**Text**.
+--

The downside to this approach is the added complexity of ensuring that the data in both of your tables is the same. You have to ensure that whenever you write data to one table, you write it to both tables simultaneously.  It helps to have all of your HBase reading and writing encapsulated so that individual producers or consumers are not accessing the HBase client code directly, and the use of multiple tables to represent a single HBase-backed entity is opaque to its users.

If you’ve got a lot of rows

Sometimes storing large parts of your data in the key can be hazardous. Scanning multiple rows is usually more costly than reading a single row, even if that single row has many columns. So if performing a scan on the first part of your composite key often returns many rows, then you might be better off reorganizing your table to convert some of the parts of your composite key to column names. The tradeoff there is that HBase reads entire rows at a time, so while you can instruct the HBase client to only return certain columns, this will not speed up your queries. In order to do that, you need to use column families.

+--

**Items**.
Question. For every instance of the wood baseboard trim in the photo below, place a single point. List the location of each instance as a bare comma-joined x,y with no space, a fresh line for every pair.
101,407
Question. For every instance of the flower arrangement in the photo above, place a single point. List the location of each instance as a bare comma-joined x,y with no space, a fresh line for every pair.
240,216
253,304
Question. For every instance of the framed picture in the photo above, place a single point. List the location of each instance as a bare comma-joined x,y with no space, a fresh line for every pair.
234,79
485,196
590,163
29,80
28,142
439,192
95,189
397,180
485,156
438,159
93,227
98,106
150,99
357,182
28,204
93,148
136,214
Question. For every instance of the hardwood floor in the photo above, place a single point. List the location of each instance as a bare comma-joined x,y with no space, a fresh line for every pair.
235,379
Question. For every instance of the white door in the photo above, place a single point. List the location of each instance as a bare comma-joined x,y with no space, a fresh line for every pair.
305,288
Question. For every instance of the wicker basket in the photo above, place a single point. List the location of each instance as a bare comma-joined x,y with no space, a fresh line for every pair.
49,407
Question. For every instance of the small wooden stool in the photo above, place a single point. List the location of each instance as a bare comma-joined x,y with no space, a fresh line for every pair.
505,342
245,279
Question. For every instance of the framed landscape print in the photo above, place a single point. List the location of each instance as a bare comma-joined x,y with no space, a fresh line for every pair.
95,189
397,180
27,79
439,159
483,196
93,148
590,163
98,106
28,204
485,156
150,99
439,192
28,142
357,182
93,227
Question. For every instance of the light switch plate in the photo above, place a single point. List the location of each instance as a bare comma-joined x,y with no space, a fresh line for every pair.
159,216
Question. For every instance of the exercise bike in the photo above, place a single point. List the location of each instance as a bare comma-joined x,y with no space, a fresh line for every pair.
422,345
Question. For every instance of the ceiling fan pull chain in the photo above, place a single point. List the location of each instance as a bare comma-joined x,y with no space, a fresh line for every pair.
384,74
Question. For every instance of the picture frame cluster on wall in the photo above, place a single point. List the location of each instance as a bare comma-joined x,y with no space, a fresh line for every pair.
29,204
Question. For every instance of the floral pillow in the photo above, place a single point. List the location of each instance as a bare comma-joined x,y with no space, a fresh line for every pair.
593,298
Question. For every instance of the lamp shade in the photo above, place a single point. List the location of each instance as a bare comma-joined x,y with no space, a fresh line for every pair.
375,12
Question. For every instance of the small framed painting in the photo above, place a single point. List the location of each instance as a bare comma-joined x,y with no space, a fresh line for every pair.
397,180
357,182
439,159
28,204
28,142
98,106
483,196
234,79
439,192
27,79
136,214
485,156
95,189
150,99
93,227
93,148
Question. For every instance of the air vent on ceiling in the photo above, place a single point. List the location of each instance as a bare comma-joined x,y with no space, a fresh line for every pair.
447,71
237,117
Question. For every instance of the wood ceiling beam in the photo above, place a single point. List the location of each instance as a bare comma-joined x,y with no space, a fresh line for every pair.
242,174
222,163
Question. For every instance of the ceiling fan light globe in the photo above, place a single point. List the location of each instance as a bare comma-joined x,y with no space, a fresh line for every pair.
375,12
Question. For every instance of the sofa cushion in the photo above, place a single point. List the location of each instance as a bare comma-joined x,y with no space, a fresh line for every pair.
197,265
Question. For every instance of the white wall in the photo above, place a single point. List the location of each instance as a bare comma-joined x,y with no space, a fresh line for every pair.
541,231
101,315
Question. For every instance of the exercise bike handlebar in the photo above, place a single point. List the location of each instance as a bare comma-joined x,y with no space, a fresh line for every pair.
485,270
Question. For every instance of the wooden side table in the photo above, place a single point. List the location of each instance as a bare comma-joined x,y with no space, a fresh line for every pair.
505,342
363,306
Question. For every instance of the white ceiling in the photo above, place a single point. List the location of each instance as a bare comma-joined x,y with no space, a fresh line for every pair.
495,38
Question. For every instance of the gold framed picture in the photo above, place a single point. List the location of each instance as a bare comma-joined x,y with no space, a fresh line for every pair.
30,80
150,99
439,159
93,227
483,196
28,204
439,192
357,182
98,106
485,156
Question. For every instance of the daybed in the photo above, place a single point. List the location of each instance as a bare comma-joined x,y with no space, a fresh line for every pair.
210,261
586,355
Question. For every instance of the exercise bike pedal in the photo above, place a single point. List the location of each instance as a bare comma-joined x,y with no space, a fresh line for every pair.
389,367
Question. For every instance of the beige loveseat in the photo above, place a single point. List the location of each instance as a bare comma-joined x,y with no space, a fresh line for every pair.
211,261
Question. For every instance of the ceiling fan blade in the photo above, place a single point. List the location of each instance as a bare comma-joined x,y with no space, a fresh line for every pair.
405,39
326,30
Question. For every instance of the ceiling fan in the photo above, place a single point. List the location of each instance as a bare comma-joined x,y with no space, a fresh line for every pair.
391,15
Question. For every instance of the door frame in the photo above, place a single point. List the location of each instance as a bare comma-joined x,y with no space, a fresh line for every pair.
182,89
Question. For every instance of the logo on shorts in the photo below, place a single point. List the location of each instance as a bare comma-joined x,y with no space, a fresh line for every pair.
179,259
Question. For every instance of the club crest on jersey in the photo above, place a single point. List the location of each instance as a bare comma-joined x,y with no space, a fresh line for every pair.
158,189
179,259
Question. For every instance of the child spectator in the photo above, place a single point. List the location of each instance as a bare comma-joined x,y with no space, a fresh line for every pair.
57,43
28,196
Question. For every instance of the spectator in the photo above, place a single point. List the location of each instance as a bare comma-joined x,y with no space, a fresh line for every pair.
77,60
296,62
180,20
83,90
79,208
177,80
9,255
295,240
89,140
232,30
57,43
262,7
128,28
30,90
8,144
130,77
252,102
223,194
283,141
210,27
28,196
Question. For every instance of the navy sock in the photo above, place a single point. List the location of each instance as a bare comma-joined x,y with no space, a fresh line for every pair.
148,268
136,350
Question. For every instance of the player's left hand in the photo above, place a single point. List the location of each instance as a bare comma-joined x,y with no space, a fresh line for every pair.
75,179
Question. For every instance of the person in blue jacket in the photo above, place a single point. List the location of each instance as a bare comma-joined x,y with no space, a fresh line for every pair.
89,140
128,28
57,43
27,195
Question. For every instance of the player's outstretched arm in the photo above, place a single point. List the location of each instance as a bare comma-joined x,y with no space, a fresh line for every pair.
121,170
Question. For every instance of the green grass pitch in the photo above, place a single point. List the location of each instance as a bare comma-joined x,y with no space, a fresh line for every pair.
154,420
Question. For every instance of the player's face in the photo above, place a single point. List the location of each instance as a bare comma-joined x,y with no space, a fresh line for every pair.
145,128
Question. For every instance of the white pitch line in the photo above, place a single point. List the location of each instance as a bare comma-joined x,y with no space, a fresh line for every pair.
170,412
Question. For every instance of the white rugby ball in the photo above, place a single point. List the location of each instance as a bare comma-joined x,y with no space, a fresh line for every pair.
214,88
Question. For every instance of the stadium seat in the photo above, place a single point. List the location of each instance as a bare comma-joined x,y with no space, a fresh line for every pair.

+--

**Job**.
Pick up the HBase text after its last sentence and keep writing it. The lines have no connection to the HBase text.

**Task result**.
Getting it right the first time

Finally, always take extreme care to pick the right row key structure for your current and future querying needs. While most developers are probably used to throwing out most of the code they write, and refactoring many times as necessary for evolving business requirements, changing the structure of an HBase table is very costly, and should be avoided at all costs. Unlike with most relational databases, where adding a new index is a simple operation with a mild performance hit, changing an HBase table’s structure requires a full rewrite of all the data in the table. Operating on the scale that you’d normally use Hadoop and HBase for, this can be extremely time consuming. Furthermore, if you can’t afford your table to be offline during the process, you need to handle the migration process while still allowing reads from the old and new tables, and writes to the new table, all while maintaining data integrity.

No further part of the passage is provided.